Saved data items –
(begin)
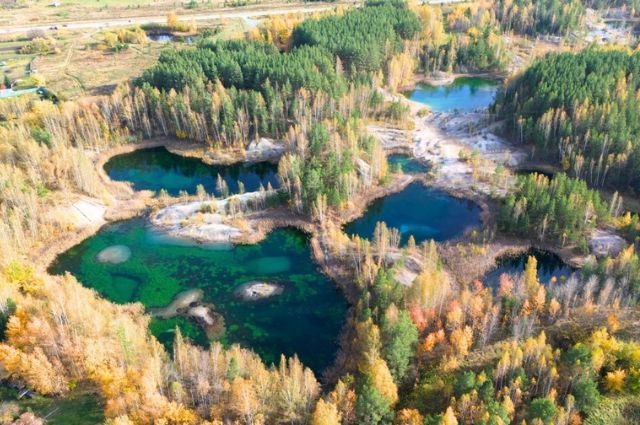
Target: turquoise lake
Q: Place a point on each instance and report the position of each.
(305, 319)
(423, 212)
(406, 163)
(465, 94)
(157, 168)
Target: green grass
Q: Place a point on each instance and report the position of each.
(79, 408)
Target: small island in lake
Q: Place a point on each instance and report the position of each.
(255, 290)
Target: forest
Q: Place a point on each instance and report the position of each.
(437, 351)
(580, 110)
(562, 210)
(534, 17)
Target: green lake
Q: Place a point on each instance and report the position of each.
(406, 163)
(157, 168)
(424, 212)
(465, 94)
(549, 266)
(305, 319)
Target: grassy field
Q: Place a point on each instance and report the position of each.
(84, 66)
(41, 12)
(81, 407)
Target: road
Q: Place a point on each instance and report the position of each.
(160, 19)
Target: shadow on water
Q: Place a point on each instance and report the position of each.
(end)
Directive – Reproduce every item above word for word, leaving out the pictures.

Complete response –
Target: turquoise lake
Q: Place a point on each instance and report the position of each.
(305, 319)
(423, 212)
(406, 163)
(465, 94)
(157, 168)
Target: green grass
Q: Place a point on each instance and report the position of each.
(79, 408)
Target: small island in lake
Q: Place a point on each instance and report the position of each.
(255, 290)
Target: forest
Q: Place a point on each instance and report the position of each.
(437, 351)
(580, 110)
(562, 210)
(534, 17)
Target: green lake
Q: Place a point on each instance and report the position of each.
(406, 163)
(157, 168)
(424, 212)
(465, 94)
(549, 266)
(305, 319)
Target: grassy field
Q: Place a point on each instance and report the position of each.
(84, 66)
(41, 12)
(81, 407)
Target: road
Q: Place a point on each instance and report the position of each.
(160, 19)
Target: shadow on water
Q: Place a point on each instance and report the position of each.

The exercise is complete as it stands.